_Required work_. Reproduce every one of the following lines verbatim, keeping each character, space, and line break unchanged.

⁂

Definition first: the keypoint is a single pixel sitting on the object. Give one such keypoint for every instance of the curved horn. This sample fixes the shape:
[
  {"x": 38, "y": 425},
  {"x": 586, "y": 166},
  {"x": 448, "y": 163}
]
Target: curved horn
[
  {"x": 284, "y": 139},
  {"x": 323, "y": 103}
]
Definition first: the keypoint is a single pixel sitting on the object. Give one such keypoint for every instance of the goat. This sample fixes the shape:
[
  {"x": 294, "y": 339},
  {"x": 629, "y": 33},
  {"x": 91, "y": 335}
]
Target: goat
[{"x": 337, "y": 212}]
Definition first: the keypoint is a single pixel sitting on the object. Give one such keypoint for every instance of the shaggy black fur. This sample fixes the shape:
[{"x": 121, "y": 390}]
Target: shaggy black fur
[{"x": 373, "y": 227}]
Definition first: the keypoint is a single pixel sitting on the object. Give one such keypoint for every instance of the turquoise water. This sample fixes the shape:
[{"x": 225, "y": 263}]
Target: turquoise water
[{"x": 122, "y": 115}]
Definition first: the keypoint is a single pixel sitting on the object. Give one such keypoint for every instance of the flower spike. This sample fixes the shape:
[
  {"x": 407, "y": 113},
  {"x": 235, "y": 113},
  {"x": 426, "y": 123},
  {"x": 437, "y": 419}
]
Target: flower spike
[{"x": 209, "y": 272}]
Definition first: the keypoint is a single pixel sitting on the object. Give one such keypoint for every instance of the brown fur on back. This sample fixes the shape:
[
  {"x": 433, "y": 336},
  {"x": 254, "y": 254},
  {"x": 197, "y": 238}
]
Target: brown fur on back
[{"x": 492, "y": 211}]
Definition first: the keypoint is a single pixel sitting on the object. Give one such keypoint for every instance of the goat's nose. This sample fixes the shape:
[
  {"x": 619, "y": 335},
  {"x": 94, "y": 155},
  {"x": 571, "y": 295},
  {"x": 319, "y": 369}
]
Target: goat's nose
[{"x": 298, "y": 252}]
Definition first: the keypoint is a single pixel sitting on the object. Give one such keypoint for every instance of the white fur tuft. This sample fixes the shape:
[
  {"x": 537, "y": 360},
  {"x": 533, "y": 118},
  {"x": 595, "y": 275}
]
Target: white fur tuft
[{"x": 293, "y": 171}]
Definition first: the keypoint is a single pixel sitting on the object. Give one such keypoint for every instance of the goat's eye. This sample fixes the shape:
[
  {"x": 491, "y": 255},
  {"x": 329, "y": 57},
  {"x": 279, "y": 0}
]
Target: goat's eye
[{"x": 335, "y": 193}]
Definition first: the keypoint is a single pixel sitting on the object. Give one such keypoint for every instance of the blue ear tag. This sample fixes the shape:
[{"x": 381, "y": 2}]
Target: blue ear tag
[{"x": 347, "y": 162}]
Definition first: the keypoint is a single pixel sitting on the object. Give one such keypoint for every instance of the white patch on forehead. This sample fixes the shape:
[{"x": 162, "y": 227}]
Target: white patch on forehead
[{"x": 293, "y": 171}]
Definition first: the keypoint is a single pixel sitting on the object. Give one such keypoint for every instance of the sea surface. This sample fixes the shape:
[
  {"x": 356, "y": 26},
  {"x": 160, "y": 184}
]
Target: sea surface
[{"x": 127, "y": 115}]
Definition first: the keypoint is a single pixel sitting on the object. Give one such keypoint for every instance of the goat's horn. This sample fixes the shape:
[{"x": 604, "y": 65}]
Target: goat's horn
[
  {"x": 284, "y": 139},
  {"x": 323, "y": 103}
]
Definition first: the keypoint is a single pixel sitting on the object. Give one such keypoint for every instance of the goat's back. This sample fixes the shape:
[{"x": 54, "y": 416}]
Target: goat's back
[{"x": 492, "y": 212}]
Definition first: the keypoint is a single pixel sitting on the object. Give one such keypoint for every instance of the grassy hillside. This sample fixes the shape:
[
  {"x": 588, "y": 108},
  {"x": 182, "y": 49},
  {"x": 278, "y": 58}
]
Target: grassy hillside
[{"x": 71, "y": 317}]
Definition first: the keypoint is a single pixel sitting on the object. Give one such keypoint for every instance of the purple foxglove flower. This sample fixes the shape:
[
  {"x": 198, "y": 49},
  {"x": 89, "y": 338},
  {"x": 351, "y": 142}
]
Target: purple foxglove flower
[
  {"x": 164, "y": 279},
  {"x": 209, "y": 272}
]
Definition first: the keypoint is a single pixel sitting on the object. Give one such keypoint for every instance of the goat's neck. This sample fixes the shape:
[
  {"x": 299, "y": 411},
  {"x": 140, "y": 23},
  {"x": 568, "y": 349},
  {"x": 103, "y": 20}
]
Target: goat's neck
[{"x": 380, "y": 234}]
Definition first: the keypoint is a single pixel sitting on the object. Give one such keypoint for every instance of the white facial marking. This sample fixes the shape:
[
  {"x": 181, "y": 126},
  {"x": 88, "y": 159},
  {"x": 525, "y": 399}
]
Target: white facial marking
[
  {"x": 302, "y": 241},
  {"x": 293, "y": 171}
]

⁂

_Task response_.
Definition first: the keypoint is a single pixel sitting on the object. Give one such keypoint for every instance of the curved horn. This sample fixes the shape:
[
  {"x": 38, "y": 425},
  {"x": 586, "y": 166},
  {"x": 448, "y": 163}
]
Target: curved horn
[
  {"x": 284, "y": 139},
  {"x": 323, "y": 103}
]
Definition first: the keypoint is a single pixel sitting on the object. Give one such keypoint for every instance of the goat. This sample fixes the shape:
[
  {"x": 294, "y": 339},
  {"x": 629, "y": 33},
  {"x": 91, "y": 335}
]
Target: goat
[{"x": 337, "y": 212}]
Definition first: the keypoint is a single pixel sitting on the object. Give one such keypoint for every instance of the shaggy black fur. This sample fixes the shape:
[{"x": 121, "y": 390}]
Target: shaggy black fur
[{"x": 373, "y": 227}]
Definition first: the keypoint is a single pixel sitting on the object. Give one such keypoint for every instance of the turquoise water. This sample fixes the shape:
[{"x": 225, "y": 263}]
Target: turquoise water
[{"x": 122, "y": 115}]
Definition first: the keypoint is a single pixel sitting on the object. Give one such keypoint for every instance of the flower spike. This sample fixes the shape:
[
  {"x": 407, "y": 113},
  {"x": 235, "y": 113},
  {"x": 426, "y": 123},
  {"x": 437, "y": 419}
]
Target: flower spike
[{"x": 209, "y": 272}]
Definition first: the keypoint is a single pixel sitting on the object. Give one such keypoint for every instance of the brown fur on back. This sample fixes the shape:
[
  {"x": 433, "y": 336},
  {"x": 254, "y": 254},
  {"x": 197, "y": 238}
]
Target: brown fur on back
[{"x": 492, "y": 211}]
Definition first: the keypoint is a single pixel sitting on the object. Give one such keypoint for every instance of the goat's nose. This sample fixes the shape:
[
  {"x": 619, "y": 335},
  {"x": 94, "y": 155},
  {"x": 571, "y": 295},
  {"x": 319, "y": 369}
]
Target: goat's nose
[{"x": 298, "y": 252}]
Definition first: the keypoint is a single pixel sitting on the object. Give one such keypoint for every instance of the white fur tuft. This sample fixes the shape:
[
  {"x": 537, "y": 360},
  {"x": 533, "y": 118},
  {"x": 595, "y": 275}
]
Target: white fur tuft
[{"x": 293, "y": 171}]
Definition first: the keypoint is a single pixel sitting on the object. Give one such keypoint for every instance of the goat's eye. This sample fixes the shape:
[
  {"x": 491, "y": 255},
  {"x": 329, "y": 57},
  {"x": 279, "y": 0}
]
Target: goat's eye
[{"x": 335, "y": 193}]
Definition first: the keypoint is a single pixel sitting on the object. Give one such keypoint for every instance of the blue ear tag. This sample fixes the shape:
[{"x": 381, "y": 2}]
Target: blue ear tag
[{"x": 347, "y": 162}]
Definition first: the keypoint is a single pixel sitting on the object. Give one such keypoint for every instance of the white patch on forehead. This sample fixes the shape:
[{"x": 162, "y": 227}]
Target: white patch on forehead
[{"x": 293, "y": 171}]
Definition first: the keypoint is a single pixel sitting on the object. Give one such keypoint for every instance of the sea surface. This sample fixes the shape:
[
  {"x": 356, "y": 26},
  {"x": 160, "y": 184}
]
Target: sea surface
[{"x": 127, "y": 115}]
Definition first: the keypoint is a single pixel sitting on the object. Give one such keypoint for every instance of the goat's horn. This sample fixes the shape:
[{"x": 604, "y": 65}]
Target: goat's horn
[
  {"x": 284, "y": 139},
  {"x": 323, "y": 103}
]
Definition first: the keypoint is a single pixel sitting on the object. Give one such keypoint for every instance of the goat's back. This sample fixes the shape:
[{"x": 54, "y": 416}]
Target: goat's back
[{"x": 492, "y": 212}]
Definition first: the keypoint is a single pixel sitting on the object. Give one such keypoint for every instance of the grassy hillside. This sample fixes the shape:
[
  {"x": 588, "y": 108},
  {"x": 182, "y": 49},
  {"x": 278, "y": 58}
]
Target: grassy hillside
[{"x": 71, "y": 317}]
Definition first: the keypoint is a single pixel sitting on the object. Give one such keypoint for every instance of the purple foxglove flower. This sample fixes the shape:
[
  {"x": 198, "y": 49},
  {"x": 89, "y": 338},
  {"x": 351, "y": 142}
]
Target: purple foxglove flower
[
  {"x": 164, "y": 279},
  {"x": 209, "y": 272}
]
Definition first: the keypoint is a single pixel sitting on the object. Give one such keypoint for every instance of the goat's neck. This sample fixes the shape:
[
  {"x": 299, "y": 411},
  {"x": 140, "y": 23},
  {"x": 568, "y": 349},
  {"x": 103, "y": 20}
]
Target: goat's neck
[{"x": 380, "y": 234}]
Definition first: the keypoint is a single pixel sitting on the object. Give one such keypoint for every instance of the white facial marking. This sample fixes the shape:
[
  {"x": 181, "y": 126},
  {"x": 88, "y": 159},
  {"x": 525, "y": 399}
]
Target: white facial marking
[
  {"x": 302, "y": 241},
  {"x": 293, "y": 171}
]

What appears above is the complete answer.